Musikfestival:Aktivistische Dröhnung

Musikfestival: Von wegen farbenfroh und heiter: Das amerikanisch-australische Duo "Divide and Dissolve" packt seine Wut in brachiale Doom-Metal-Riffs.

Von wegen farbenfroh und heiter: Das amerikanisch-australische Duo "Divide and Dissolve" packt seine Wut in brachiale Doom-Metal-Riffs.

(Foto: Billy Eyers)

Das Münchner Frameworks-Festival setzt auch in diesem Jahr auf avantgardistische Klänge, nun aber zum ersten Mal im HP8.

Von Jürgen Moises

Dekolonialisierung. Der Kampf gegen Rassismus, Unterdrückung, weiße Vorherrschaft. Von diesen Dingen war in den vergangenen Jahren viel die Rede. Es wurde dafür oder dagegen protestiert, es wurden Artikel und Bücher geschrieben. Und meistens waren Worte dabei die zentralen Waffen. Man kann das aber auch anders machen, wie das amerikanisch-australische Duo Divide and Dissolve beweist. Sylvie Nehill und Takiaya Reed machen Doom-Metal, das ist ihre Form des Aktivismus. Sie packen ihre Wut und Überzeugungen in harte, dröhnende Gitarrenriffs, die brachial, aber auch erhaben klingen können. Gitarristin Takiaya Reed stammt von den Cherokee und Schlagzeugerin Sylvie Nehill von den Māori ab. Über ihre indigenen Wurzeln haben sie zusammengefunden. In München treten sie nun am 11. Februar beim Frameworks Festival auf.

+++

§ ZU ERLEDIGEN: Schreiben Sie im Artikel über das Frameworks-Festival alles von „Musikfestival: Von wegen“ bis hinunter zu „(Foto: Billy Eyers)“ neu und ersetzen Sie dabei „brachiale“ durch „wuchtige“. Die anschließenden Einträge stammen aus einer anderen Quelle.

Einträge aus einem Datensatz
+++

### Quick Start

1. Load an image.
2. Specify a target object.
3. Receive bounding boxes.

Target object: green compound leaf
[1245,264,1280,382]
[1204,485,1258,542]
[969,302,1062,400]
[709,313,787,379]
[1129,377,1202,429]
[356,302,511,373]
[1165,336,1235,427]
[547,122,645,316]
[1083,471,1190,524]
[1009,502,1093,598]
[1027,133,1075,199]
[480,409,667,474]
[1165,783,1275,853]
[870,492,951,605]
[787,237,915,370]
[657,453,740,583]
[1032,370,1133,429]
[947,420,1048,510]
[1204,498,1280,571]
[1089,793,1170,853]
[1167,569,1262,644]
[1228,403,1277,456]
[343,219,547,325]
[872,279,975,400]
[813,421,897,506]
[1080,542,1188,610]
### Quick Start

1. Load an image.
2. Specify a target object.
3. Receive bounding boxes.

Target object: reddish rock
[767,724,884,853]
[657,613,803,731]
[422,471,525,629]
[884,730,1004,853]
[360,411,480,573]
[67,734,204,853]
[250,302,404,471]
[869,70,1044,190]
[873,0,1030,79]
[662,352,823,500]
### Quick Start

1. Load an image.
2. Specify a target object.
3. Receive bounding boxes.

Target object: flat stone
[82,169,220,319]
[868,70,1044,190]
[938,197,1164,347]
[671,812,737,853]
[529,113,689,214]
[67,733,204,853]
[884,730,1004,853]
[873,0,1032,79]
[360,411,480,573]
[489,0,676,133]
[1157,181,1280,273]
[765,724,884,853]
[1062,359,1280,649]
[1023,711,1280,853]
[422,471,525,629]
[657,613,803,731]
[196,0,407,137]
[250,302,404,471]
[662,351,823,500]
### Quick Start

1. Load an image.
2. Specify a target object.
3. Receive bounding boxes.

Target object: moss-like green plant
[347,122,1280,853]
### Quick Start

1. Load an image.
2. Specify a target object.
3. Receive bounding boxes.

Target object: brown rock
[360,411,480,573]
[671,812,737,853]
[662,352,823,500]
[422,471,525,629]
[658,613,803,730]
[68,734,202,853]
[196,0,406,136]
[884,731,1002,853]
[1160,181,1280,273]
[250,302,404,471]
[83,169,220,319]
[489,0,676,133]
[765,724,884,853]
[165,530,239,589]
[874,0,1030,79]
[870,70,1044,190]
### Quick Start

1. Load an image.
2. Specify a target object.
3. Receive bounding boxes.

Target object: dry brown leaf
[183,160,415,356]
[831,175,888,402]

+++

§ AUSGABE FOLGT:
Musikfestival: Von wegen farbenfroh und heiter: Das amerikanisch-australische Duo "Divide and Dissolve" packt seine Wut in wuchtige Doom-Metal-Riffs.

Von wegen farbenfroh und heiter: Das amerikanisch-australische Duo "Divide and Dissolve" packt seine Wut in wuchtige Doom-Metal-Riffs.

(Foto: Billy Eyers)